SHORT TASK:
Look at the entries below and reproduce them exactly.

Items from a dataset:
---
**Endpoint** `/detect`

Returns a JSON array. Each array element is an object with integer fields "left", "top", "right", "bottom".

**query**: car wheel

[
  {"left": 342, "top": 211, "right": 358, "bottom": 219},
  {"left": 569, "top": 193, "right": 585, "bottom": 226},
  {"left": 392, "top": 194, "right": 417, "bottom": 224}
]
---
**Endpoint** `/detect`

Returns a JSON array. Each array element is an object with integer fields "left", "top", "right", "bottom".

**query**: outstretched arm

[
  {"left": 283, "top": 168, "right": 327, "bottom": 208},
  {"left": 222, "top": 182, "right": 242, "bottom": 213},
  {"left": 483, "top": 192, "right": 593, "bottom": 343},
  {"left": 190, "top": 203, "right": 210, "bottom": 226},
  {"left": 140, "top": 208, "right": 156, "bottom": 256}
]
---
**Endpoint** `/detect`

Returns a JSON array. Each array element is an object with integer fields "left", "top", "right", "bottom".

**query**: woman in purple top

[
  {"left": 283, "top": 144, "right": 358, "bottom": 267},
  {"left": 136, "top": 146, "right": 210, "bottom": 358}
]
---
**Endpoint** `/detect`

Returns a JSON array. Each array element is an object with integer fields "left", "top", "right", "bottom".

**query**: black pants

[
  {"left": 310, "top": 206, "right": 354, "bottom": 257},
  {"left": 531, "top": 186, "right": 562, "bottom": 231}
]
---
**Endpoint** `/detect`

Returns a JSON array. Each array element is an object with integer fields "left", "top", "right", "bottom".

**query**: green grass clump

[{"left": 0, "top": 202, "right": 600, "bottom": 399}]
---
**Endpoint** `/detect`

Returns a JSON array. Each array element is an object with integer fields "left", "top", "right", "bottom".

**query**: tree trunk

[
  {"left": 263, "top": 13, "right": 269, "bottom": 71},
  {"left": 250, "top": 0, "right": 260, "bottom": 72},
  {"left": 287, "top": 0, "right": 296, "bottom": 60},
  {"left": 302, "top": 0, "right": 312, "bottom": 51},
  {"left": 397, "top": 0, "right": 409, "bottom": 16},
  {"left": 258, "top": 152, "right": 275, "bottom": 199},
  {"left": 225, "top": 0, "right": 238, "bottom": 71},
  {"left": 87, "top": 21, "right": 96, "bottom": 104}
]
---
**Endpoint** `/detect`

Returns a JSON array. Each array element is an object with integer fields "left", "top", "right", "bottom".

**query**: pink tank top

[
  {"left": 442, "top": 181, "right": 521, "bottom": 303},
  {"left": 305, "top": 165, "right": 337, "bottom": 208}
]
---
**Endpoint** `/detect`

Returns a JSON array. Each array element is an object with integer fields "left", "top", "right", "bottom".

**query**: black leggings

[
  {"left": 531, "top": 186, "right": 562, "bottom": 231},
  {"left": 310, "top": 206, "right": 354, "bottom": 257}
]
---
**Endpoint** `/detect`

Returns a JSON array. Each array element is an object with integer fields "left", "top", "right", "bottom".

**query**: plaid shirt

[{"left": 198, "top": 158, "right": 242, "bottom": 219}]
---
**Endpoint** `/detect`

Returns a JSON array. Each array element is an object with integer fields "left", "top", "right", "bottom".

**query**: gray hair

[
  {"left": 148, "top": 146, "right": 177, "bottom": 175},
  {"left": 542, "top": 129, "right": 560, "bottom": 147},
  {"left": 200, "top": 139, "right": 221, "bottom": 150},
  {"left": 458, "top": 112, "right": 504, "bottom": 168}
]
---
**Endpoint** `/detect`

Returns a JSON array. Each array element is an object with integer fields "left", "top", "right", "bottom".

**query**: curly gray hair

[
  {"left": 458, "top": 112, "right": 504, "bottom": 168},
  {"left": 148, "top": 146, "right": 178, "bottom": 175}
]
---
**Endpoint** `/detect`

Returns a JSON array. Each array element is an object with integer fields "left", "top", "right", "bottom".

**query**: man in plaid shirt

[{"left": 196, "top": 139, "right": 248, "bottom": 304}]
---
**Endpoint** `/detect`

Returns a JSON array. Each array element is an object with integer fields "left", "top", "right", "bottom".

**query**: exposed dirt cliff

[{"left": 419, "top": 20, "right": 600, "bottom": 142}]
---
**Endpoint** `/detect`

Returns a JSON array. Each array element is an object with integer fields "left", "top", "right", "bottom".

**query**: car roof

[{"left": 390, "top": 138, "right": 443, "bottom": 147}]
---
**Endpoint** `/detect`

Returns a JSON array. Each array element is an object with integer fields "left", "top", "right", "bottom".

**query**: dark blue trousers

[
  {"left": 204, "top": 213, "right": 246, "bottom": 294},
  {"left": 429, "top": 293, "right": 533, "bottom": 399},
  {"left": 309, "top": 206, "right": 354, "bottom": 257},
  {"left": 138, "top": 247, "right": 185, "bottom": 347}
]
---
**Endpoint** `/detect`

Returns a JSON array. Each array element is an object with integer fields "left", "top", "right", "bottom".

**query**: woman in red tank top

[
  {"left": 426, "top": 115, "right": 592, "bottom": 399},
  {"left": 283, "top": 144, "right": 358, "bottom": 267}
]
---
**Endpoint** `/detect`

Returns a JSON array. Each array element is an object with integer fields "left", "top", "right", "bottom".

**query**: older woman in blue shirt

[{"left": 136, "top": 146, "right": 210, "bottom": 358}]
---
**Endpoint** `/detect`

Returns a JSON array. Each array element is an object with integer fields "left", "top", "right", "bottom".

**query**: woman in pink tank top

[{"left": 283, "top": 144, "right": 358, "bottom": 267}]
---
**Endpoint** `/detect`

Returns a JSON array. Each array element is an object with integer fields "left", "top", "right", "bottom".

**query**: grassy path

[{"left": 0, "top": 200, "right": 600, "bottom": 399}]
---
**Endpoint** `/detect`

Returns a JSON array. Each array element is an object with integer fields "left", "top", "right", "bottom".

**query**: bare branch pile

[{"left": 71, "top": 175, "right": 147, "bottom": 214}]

EXERCISE ANSWER:
---
**Endpoint** `/detect`

Returns a JSON array. Each array element is an object with integer fields "left", "top", "right", "bottom".

**query**: car wheel

[
  {"left": 342, "top": 211, "right": 358, "bottom": 219},
  {"left": 569, "top": 193, "right": 585, "bottom": 226},
  {"left": 392, "top": 194, "right": 417, "bottom": 224}
]
---
**Endpoint** `/detect`

Returns a JSON array. Each array element is an object with integer fields "left", "top", "right", "bottom".

**query**: outstretched arm

[
  {"left": 283, "top": 168, "right": 327, "bottom": 208},
  {"left": 222, "top": 182, "right": 242, "bottom": 213},
  {"left": 483, "top": 192, "right": 593, "bottom": 343},
  {"left": 190, "top": 203, "right": 210, "bottom": 226},
  {"left": 140, "top": 208, "right": 156, "bottom": 256}
]
---
**Endpoint** `/detect`

Returns a JSON array. Each array element is an object with integer fields "left", "top", "right", "bottom".

**query**: woman in purple top

[
  {"left": 283, "top": 144, "right": 358, "bottom": 267},
  {"left": 136, "top": 146, "right": 210, "bottom": 358}
]
---
**Endpoint** `/detect`

Returns a JSON array. Each array element is an object with integer fields "left", "top", "right", "bottom".

**query**: black pants

[
  {"left": 310, "top": 206, "right": 354, "bottom": 257},
  {"left": 531, "top": 186, "right": 562, "bottom": 231}
]
---
**Endpoint** `/detect`

Returns a JSON array. Each array element is an object with integer fields "left", "top", "right", "bottom".

**query**: green grass clump

[{"left": 0, "top": 202, "right": 600, "bottom": 399}]
---
**Endpoint** `/detect`

Returns a JSON array. Each array element is an object with integer fields "left", "top", "right", "bottom".

**query**: tree trunk

[
  {"left": 263, "top": 13, "right": 269, "bottom": 71},
  {"left": 250, "top": 0, "right": 260, "bottom": 72},
  {"left": 287, "top": 0, "right": 296, "bottom": 60},
  {"left": 302, "top": 0, "right": 312, "bottom": 51},
  {"left": 397, "top": 0, "right": 409, "bottom": 16},
  {"left": 258, "top": 152, "right": 275, "bottom": 199},
  {"left": 225, "top": 0, "right": 238, "bottom": 71},
  {"left": 87, "top": 21, "right": 96, "bottom": 104}
]
---
**Endpoint** `/detect`

Returns a JSON array. Each array element is an object with integer fields "left", "top", "right", "bottom".

**query**: pink tank top

[
  {"left": 442, "top": 181, "right": 521, "bottom": 303},
  {"left": 305, "top": 165, "right": 337, "bottom": 208}
]
---
**Endpoint** `/detect`

Returns a JSON array. Each array element is an object with integer fields "left", "top", "right", "bottom".

**query**: black leggings

[
  {"left": 531, "top": 186, "right": 562, "bottom": 231},
  {"left": 310, "top": 206, "right": 354, "bottom": 257}
]
---
**Endpoint** `/detect`

Returns a JSON array. Each array element is an object with integer fields "left", "top", "right", "bottom".

**query**: plaid shirt

[{"left": 198, "top": 158, "right": 242, "bottom": 219}]
---
**Endpoint** `/detect`

Returns a JSON array. Each array element is an object with integer fields "left", "top", "right", "bottom".

**query**: gray hair

[
  {"left": 148, "top": 146, "right": 177, "bottom": 175},
  {"left": 542, "top": 129, "right": 560, "bottom": 147},
  {"left": 200, "top": 139, "right": 221, "bottom": 150},
  {"left": 458, "top": 112, "right": 504, "bottom": 168}
]
---
**Endpoint** `/detect`

Returns a JSON array. Each array element is an object with integer fields "left", "top", "right", "bottom".

**query**: curly gray hair

[
  {"left": 458, "top": 112, "right": 504, "bottom": 168},
  {"left": 148, "top": 146, "right": 178, "bottom": 175}
]
---
**Endpoint** `/detect`

Returns a JSON array. Each array element is an object with integer fields "left", "top", "right", "bottom".

**query**: man in plaid shirt

[{"left": 196, "top": 139, "right": 248, "bottom": 304}]
---
**Endpoint** `/detect`

Returns a JSON array. Each array element is an object with integer fields "left", "top", "right", "bottom".

**query**: exposed dirt cliff

[{"left": 419, "top": 20, "right": 600, "bottom": 142}]
---
**Endpoint** `/detect`

Returns a JSON array. Each array element is an object with integer fields "left", "top", "right", "bottom".

**query**: car roof

[{"left": 390, "top": 138, "right": 443, "bottom": 147}]
---
**Endpoint** `/detect`

Returns a JSON array. Each array element is an object with integer fields "left", "top", "right", "bottom".

**query**: dark blue trousers

[
  {"left": 204, "top": 213, "right": 246, "bottom": 294},
  {"left": 429, "top": 293, "right": 533, "bottom": 399},
  {"left": 309, "top": 206, "right": 354, "bottom": 257},
  {"left": 138, "top": 247, "right": 185, "bottom": 347}
]
---
**Endpoint** `/detect`

Returns a JSON array. Each array element is an object with integer fields "left", "top", "right", "bottom".

**query**: woman in red tank top

[
  {"left": 426, "top": 115, "right": 592, "bottom": 399},
  {"left": 283, "top": 144, "right": 358, "bottom": 267}
]
---
**Endpoint** `/detect`

Returns a JSON array. Each array element is an object with integer fields "left", "top", "right", "bottom".

**query**: older woman in blue shirt

[{"left": 136, "top": 146, "right": 210, "bottom": 358}]
---
**Endpoint** `/detect`

Returns a JSON array. Each array element is an object with integer fields "left", "top", "right", "bottom".

**query**: woman in pink tank top

[{"left": 283, "top": 144, "right": 358, "bottom": 267}]
---
**Endpoint** `/detect`

Returns a JSON array. Each array element is an object with integer fields "left", "top", "right", "bottom".

**query**: grassy path

[{"left": 0, "top": 200, "right": 600, "bottom": 399}]
---
**Endpoint** `/detect`

Returns a JSON array. Each array element is an object with integer fields "left", "top", "right", "bottom".

**query**: bare branch pile

[{"left": 71, "top": 175, "right": 147, "bottom": 214}]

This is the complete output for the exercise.